• **Try it**
Please restate the data that follows word for word, with the pictures left out.

• **Recorded information**
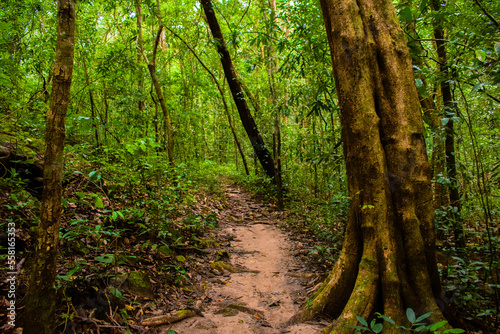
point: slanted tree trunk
(265, 157)
(388, 257)
(41, 301)
(221, 91)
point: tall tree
(450, 113)
(156, 83)
(40, 303)
(388, 259)
(265, 157)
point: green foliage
(417, 324)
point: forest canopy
(163, 103)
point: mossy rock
(165, 250)
(221, 266)
(138, 283)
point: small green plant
(417, 324)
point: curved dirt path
(261, 292)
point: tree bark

• **Solution to this exercise**
point: slanted tree trunk
(265, 157)
(388, 257)
(41, 301)
(221, 91)
point: tall tree
(450, 113)
(156, 83)
(40, 303)
(388, 259)
(265, 157)
point: green foliage
(417, 324)
point: forest canopy
(163, 103)
point: mossy rock
(165, 250)
(221, 266)
(138, 283)
point: small green plant
(417, 324)
point: curved dirt path
(261, 292)
point: tree bark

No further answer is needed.